Start of Study text
It seems to us that the reason for the large # of papers is that the criteria for"diagnosis" of serotonin syndrome are extremely loose.
"Serotonin syndrome" is not diagnosed using blood tests or imaging, but rather (like fortune telling) it is diagnosed by observing a combination of rather common symptoms. Rather than having brown hair or a line in one's palm in fortune telling, one diagnoses Serotonin syndrome by deciding there is agitation, high blood pressure, high body temperature, and increased reflexes. As there is no "litmus test" for Serotonin syndrome, the medical system allows assignment of the diagnosis liberally, as there is no way to disprove it given these loose criteria have been met. We think that if there were a real method of diagnosing "serotonin syndrome", perhaps having to do with measuring serotonin, the # of papers would likely diminish very rapidly.
Sternbach (1991) suggested that one needs exposure to a drug in the proper category plus a change in mental status, restlessness, myoclonus, diaphoresis, shivering and tremor. Boiling this down to the essentials, you need shaking, sweating, and agitation. Something like you might get from too much adrenalin. Or panic.
End of Study text
Start of Material supplied
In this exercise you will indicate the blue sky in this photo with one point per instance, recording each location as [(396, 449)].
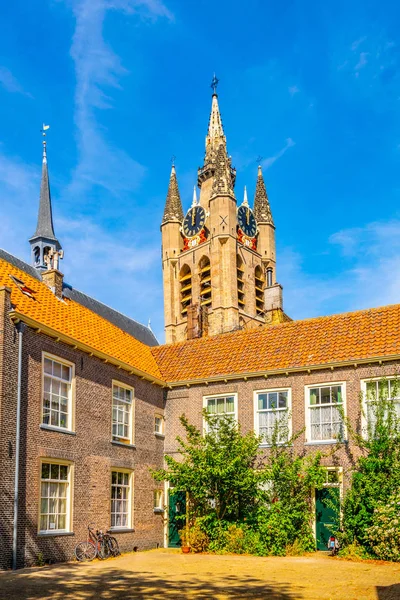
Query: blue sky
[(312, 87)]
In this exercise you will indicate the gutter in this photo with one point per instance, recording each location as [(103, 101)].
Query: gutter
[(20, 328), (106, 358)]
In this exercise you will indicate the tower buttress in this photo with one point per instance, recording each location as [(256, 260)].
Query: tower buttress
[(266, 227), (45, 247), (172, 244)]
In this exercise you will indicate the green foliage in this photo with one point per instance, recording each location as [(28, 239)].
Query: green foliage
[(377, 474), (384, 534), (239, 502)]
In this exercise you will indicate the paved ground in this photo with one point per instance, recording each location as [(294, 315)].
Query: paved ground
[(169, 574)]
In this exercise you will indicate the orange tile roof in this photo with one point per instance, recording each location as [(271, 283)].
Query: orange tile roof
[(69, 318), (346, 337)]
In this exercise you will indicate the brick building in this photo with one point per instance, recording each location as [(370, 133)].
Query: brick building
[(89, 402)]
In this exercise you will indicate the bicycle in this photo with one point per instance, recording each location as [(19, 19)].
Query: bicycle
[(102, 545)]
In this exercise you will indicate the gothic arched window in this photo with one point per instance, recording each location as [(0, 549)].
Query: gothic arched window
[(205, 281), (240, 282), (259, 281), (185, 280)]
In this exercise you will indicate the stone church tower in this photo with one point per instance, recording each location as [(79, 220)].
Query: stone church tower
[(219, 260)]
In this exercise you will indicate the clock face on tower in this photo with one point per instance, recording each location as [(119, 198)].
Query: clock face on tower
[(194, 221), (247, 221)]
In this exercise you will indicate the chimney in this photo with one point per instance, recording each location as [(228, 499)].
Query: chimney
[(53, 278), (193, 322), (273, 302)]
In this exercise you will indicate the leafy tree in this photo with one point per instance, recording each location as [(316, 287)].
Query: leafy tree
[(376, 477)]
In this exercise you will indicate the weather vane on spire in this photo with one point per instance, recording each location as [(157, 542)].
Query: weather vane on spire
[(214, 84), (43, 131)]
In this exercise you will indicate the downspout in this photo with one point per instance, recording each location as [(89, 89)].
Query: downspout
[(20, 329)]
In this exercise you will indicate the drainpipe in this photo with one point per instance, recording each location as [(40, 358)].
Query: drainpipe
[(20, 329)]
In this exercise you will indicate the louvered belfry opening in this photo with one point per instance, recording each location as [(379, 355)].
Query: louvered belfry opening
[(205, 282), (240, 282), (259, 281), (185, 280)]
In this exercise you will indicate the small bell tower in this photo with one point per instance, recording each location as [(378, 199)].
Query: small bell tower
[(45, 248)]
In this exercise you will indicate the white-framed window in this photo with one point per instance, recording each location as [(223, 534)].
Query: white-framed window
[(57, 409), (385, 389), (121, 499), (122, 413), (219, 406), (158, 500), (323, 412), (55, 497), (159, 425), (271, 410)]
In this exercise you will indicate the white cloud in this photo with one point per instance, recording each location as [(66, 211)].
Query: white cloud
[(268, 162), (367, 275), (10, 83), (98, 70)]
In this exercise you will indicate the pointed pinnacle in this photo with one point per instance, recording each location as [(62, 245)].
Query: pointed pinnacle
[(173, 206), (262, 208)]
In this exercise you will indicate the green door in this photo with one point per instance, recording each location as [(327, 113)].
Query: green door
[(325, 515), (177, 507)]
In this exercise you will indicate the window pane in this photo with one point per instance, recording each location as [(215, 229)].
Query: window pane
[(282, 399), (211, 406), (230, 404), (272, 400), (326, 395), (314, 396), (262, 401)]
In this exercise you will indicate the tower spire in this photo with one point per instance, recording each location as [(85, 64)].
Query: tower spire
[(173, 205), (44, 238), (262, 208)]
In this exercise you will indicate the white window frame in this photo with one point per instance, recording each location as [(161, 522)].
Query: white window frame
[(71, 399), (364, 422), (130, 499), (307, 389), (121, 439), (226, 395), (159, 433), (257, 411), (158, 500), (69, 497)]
End of Material supplied
Start of Material supplied
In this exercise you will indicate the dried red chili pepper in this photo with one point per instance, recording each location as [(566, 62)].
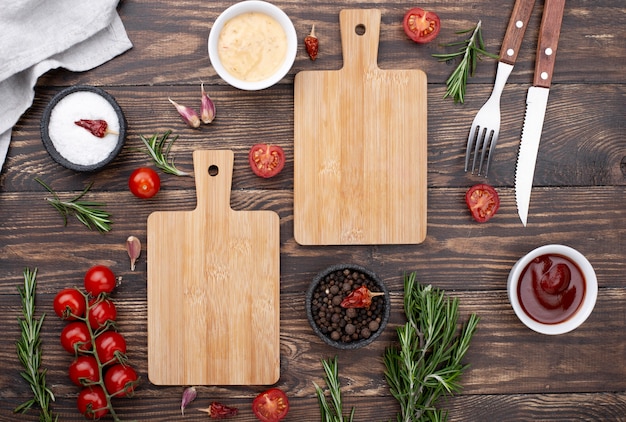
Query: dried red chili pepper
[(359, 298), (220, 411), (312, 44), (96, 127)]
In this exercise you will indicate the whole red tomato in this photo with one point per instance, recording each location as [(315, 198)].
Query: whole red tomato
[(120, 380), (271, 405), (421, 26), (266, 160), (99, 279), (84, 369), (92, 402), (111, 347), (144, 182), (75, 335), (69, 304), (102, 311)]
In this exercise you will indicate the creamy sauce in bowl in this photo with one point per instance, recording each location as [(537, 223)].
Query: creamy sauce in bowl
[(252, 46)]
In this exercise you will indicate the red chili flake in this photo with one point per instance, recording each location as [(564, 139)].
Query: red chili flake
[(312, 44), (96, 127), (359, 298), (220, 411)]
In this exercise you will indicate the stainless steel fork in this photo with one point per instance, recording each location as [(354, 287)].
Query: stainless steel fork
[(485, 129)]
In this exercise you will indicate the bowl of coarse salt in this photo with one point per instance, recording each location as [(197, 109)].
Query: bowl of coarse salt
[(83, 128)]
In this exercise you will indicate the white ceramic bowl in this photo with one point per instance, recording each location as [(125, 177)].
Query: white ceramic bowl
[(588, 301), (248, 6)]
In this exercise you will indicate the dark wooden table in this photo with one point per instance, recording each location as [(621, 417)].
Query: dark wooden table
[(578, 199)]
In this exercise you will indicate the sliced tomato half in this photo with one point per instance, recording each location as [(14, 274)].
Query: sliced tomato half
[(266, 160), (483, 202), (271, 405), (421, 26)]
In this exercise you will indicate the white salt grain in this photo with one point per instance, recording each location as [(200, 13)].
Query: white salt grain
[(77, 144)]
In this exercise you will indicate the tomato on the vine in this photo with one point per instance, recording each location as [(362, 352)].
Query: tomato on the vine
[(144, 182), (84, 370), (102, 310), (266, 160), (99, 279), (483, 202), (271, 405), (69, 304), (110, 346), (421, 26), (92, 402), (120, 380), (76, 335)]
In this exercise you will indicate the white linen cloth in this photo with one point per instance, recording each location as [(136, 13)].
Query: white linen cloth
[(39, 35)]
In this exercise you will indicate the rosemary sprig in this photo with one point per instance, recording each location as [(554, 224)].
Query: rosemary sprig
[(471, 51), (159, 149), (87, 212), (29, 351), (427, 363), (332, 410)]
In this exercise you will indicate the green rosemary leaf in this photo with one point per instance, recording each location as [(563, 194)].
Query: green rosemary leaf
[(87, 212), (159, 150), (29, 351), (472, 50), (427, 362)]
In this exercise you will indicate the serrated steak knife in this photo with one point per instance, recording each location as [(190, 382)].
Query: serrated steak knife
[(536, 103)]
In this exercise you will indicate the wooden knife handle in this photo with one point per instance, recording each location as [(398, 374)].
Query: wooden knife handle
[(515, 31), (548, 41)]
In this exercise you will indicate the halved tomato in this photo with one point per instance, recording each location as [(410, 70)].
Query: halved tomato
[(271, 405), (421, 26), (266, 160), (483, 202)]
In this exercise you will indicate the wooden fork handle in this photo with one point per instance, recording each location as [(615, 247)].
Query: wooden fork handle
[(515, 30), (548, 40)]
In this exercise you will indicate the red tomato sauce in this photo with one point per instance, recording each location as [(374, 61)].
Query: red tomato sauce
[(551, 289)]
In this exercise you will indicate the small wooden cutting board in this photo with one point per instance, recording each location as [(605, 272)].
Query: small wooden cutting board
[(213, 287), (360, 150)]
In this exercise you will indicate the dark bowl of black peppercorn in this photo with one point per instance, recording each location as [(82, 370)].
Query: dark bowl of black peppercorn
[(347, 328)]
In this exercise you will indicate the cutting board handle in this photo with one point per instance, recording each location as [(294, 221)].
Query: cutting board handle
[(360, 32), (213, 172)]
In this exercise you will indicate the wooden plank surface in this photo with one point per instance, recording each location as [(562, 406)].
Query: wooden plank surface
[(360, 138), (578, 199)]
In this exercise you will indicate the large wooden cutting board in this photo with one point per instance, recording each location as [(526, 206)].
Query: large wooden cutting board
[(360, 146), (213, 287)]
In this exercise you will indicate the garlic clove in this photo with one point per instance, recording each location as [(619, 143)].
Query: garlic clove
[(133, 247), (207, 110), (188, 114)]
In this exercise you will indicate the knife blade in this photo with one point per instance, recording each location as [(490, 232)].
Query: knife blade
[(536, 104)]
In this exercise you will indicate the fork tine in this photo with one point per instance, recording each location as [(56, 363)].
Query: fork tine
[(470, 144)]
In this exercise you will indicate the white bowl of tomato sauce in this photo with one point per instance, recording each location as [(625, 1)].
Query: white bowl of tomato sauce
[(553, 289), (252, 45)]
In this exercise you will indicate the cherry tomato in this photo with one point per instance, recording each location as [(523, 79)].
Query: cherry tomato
End of Material supplied
Problem description
In the serotonin syndrome passage, rewrite the stretch from "It seems to" through "diminish very rapidly.", substituting "astrology" for "fortune telling". Work from the text alone.

Answer section
It seems to us that the reason for the large # of papers is that the criteria for"diagnosis" of serotonin syndrome are extremely loose.
"Serotonin syndrome" is not diagnosed using blood tests or imaging, but rather (like astrology) it is diagnosed by observing a combination of rather common symptoms. Rather than having brown hair or a line in one's palm in astrology, one diagnoses Serotonin syndrome by deciding there is agitation, high blood pressure, high body temperature, and increased reflexes. As there is no "litmus test" for Serotonin syndrome, the medical system allows assignment of the diagnosis liberally, as there is no way to disprove it given these loose criteria have been met. We think that if there were a real method of diagnosing "serotonin syndrome", perhaps having to do with measuring serotonin, the # of papers would likely diminish very rapidly.